Saved entries.
▬▬▬
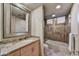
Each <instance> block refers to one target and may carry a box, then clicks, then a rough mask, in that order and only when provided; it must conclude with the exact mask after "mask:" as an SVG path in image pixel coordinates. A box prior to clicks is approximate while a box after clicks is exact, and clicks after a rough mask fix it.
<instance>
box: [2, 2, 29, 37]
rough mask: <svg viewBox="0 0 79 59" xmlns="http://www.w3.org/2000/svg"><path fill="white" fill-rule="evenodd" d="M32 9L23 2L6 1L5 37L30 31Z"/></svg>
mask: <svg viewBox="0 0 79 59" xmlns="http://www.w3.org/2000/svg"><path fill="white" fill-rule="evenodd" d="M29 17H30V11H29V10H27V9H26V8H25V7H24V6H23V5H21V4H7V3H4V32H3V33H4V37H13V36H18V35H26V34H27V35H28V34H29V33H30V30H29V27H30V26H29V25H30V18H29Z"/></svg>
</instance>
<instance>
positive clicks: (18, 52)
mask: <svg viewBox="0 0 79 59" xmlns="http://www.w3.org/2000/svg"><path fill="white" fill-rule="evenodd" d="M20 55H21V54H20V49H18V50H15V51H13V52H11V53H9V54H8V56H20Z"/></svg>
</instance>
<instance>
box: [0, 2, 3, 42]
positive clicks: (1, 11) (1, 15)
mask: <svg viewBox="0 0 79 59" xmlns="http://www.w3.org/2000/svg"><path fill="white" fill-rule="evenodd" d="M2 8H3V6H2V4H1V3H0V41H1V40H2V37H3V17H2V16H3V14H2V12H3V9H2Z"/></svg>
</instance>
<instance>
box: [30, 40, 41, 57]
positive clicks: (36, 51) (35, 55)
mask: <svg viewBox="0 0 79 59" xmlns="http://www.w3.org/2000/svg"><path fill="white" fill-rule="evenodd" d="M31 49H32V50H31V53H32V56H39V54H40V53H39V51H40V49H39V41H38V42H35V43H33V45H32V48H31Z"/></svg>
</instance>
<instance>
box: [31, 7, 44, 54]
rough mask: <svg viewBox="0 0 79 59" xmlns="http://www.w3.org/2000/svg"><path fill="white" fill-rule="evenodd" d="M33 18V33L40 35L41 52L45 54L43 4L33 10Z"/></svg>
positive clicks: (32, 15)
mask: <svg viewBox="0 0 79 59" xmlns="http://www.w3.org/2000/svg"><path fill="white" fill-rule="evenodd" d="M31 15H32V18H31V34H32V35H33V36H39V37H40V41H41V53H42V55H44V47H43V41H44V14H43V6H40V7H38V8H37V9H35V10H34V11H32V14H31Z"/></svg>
▬▬▬
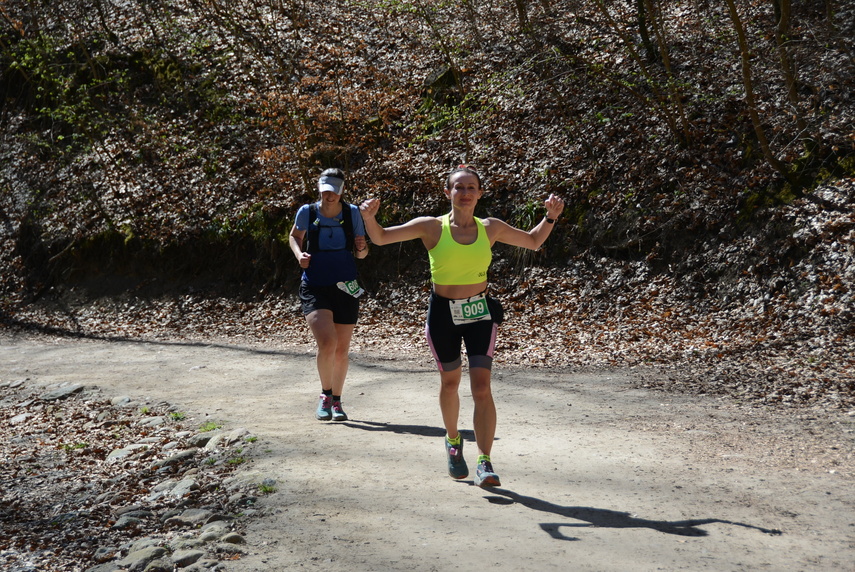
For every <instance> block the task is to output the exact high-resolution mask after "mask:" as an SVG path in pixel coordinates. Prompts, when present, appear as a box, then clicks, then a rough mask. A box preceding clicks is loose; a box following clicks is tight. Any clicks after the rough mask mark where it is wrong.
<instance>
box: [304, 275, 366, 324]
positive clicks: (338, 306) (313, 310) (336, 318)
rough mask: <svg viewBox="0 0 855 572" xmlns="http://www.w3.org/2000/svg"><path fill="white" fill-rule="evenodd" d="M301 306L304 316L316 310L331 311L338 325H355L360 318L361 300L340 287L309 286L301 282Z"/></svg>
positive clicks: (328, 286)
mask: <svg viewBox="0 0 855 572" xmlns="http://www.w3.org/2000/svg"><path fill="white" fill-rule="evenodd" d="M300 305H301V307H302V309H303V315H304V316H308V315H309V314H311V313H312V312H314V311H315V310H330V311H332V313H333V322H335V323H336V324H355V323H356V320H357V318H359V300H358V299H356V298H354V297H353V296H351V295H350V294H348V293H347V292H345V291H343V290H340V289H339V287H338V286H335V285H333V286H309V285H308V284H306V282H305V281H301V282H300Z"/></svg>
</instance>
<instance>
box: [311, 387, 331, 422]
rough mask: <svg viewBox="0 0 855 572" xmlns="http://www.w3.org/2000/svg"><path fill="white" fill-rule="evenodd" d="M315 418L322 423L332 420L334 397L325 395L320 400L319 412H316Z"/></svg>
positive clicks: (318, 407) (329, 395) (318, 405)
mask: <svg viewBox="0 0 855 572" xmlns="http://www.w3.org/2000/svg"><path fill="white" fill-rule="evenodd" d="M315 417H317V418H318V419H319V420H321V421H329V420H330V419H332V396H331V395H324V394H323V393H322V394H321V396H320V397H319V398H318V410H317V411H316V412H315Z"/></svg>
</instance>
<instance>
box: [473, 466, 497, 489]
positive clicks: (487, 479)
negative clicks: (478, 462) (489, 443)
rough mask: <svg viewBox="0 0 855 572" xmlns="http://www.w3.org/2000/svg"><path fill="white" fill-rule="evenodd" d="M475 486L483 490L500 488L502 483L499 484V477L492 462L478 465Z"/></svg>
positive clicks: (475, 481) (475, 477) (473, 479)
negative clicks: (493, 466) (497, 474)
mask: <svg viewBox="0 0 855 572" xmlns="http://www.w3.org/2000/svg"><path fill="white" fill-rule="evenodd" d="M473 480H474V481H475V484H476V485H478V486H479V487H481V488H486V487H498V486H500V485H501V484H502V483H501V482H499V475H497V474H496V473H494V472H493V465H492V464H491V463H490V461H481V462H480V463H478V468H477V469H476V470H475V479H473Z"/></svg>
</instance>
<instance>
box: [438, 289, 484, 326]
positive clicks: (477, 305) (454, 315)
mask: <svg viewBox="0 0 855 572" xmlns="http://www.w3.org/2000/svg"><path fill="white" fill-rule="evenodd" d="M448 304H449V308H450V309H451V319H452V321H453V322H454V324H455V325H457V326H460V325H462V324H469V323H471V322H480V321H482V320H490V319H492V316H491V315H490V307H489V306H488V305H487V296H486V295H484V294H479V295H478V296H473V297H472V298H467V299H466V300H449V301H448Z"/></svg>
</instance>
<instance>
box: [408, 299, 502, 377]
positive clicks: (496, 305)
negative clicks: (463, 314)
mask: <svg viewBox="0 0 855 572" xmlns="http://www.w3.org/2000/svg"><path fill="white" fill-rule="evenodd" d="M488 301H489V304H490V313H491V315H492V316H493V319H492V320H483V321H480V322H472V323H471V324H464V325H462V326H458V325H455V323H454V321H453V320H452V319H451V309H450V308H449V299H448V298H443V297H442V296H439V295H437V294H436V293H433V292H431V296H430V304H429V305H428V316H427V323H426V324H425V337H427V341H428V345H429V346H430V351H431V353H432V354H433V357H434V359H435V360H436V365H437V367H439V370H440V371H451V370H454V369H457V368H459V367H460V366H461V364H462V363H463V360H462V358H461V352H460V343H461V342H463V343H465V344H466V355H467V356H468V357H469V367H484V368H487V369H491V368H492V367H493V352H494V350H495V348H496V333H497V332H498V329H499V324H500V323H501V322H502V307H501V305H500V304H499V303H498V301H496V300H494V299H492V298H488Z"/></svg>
▬▬▬
Every line that contains "then" should be copied out of the data.

Each <instance> block refers to one target and may carry a box, then clicks, then a rough mask, in that order and only when provided; it must conclude with the exact mask after "mask:" as an SVG path in image pixel coordinates. A box prior to clicks is approximate while a box after clicks is exact, and clicks after a rough mask fix it.
For every <instance> block the task is to output the exact high-resolution mask after "mask:" as an SVG path in pixel coordinates. Prompts, when present, appear as a box, then clicks, then a rough mask. A box preceding clicks is loose; a box following clicks is tight. Any clicks after the rough mask mark where it is wrong.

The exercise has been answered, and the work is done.